“È nell’indifferenza che un uomo, un uomo vero, muore davvero” grida una canzone del gruppo Underground contemporaneo Il Teatro Degli Orrori, ponendoci davanti ad una parola sola e attribuendole un significato enorme, addirittura potere di vita o di morte nei confronti degli esseri umani. Ma cos’è l’indifferenza? Enciclopedicamente si potrebbe rispondere dicendo che Indifferente è chi non ha una reazione davanti a fatti, persone o avvenimenti e questa risposta, questo dato di fatto, per quanto possa apparire banale è veramente qualcosa di terribile.
Non avere una reazione non vuol dire soltanto non prendere posizione, ma rimanere vuoto, senza una parte di sé stessi: il sentimento. Senza quella domanda, quel desiderio che nasce spontaneo, per natura, all’interno di noi quando un qualsiasi fattore esterno entra nella nostra quotidianità, diventiamo dei miserabili e deprimenti vecchi cinici, diventiamo l’esatto opposto del tipo di persone che la nostra natura di uomini, e in particolar modo di giovani, ci porta ad essere.
Sembra qualcosa di lontano, qualcosa che non ci riguarda, ma l’indifferenza è sempre più viva in mezzo a noi; essa ci è imposta dalla società egocentrica, secolarizzata e perversa che abbiamo generato, la quale tende a soffocare il desiderio, l’inquietudine (basta pensare a come il nostro “benessere” sia ormai a livelli così alti); stanno nascendo generazioni attente a questioni assolutamente vane, vuote.

════════

__OBIETTIVO DELL'ESERCIZIO__
Elenca tutti gli aggettivi che il brano sull'indifferenza attribuisce alla società che abbiamo generato.

__VOCI FORNITE__
════════

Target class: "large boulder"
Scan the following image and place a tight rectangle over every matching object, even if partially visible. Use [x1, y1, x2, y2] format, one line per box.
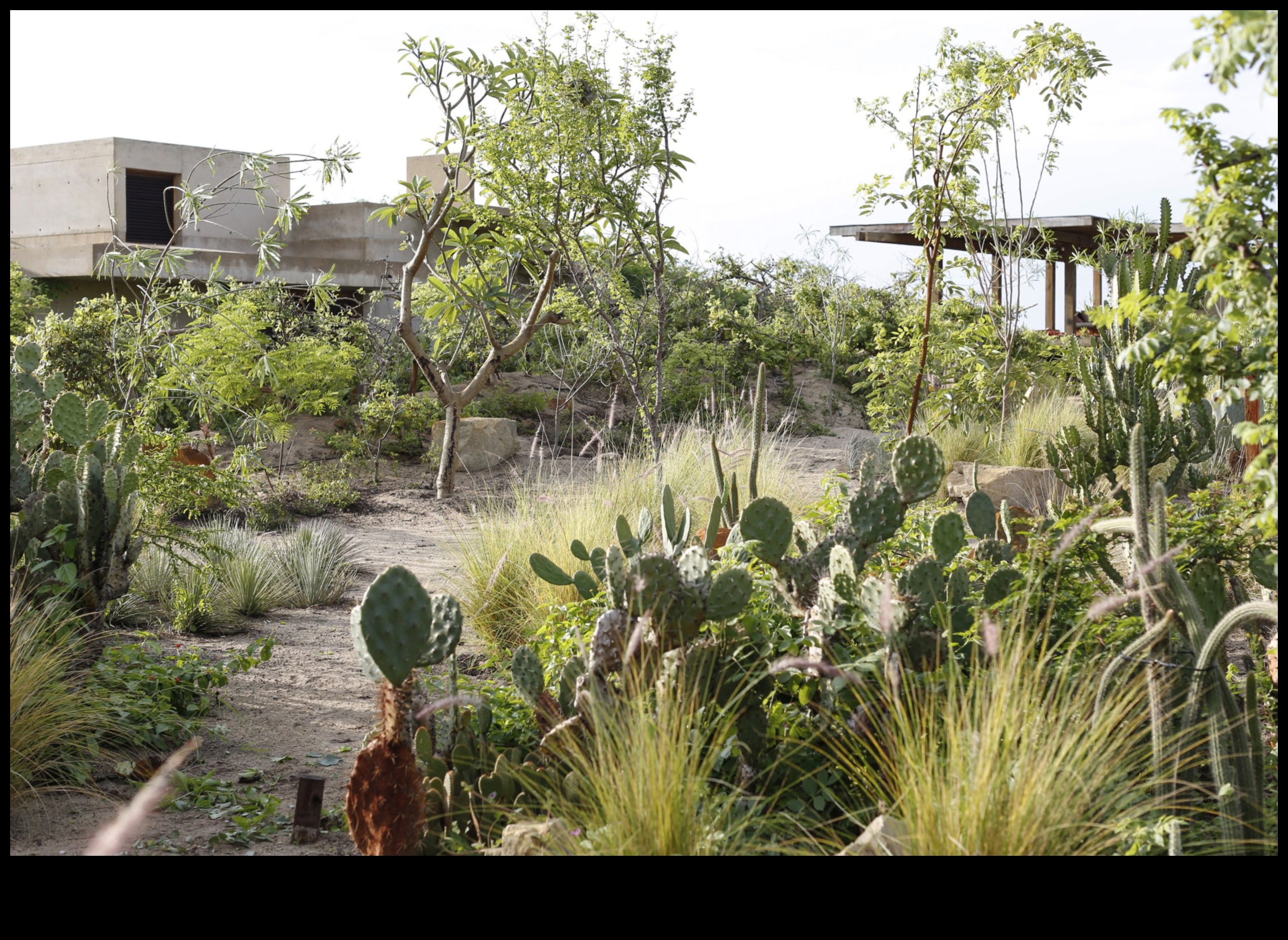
[433, 417, 519, 473]
[486, 818, 577, 855]
[837, 815, 908, 855]
[948, 461, 1064, 512]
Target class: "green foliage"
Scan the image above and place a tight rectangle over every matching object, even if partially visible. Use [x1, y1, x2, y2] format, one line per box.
[85, 634, 276, 752]
[9, 344, 143, 627]
[162, 771, 290, 846]
[9, 592, 112, 805]
[9, 261, 53, 345]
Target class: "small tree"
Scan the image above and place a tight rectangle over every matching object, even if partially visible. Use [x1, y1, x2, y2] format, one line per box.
[374, 31, 623, 498]
[858, 23, 1107, 434]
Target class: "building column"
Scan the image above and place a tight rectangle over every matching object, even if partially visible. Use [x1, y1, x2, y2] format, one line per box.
[1064, 261, 1078, 333]
[1046, 261, 1055, 330]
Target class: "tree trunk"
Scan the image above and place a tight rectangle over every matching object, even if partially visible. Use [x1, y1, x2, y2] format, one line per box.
[436, 404, 461, 500]
[906, 239, 939, 437]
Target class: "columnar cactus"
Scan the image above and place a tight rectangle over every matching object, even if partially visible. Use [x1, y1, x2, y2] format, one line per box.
[9, 344, 143, 629]
[1093, 424, 1279, 851]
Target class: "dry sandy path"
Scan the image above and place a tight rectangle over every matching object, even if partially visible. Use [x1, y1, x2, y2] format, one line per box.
[9, 428, 854, 855]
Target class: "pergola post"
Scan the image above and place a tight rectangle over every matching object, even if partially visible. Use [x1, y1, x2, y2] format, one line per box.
[1046, 261, 1055, 330]
[1064, 261, 1078, 335]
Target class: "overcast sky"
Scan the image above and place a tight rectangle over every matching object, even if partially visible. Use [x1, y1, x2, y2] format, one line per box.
[9, 10, 1278, 326]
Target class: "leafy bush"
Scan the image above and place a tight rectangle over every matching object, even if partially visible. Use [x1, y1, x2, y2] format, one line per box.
[277, 520, 358, 607]
[9, 261, 53, 341]
[85, 634, 277, 751]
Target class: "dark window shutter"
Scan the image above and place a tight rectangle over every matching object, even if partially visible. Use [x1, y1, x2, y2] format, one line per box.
[125, 170, 174, 245]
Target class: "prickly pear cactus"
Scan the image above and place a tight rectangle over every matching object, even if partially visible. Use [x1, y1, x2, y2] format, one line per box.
[930, 511, 966, 565]
[739, 496, 792, 564]
[890, 434, 947, 502]
[966, 490, 997, 538]
[358, 565, 435, 685]
[706, 568, 752, 620]
[510, 646, 546, 708]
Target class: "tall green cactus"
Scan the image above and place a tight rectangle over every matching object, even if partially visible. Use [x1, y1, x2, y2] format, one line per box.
[1092, 424, 1279, 854]
[747, 363, 765, 500]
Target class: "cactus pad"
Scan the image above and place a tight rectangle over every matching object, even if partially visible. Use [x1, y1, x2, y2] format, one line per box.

════════

__RISPOSTA CORRETTA__
Egocentrica, secolarizzata e perversa.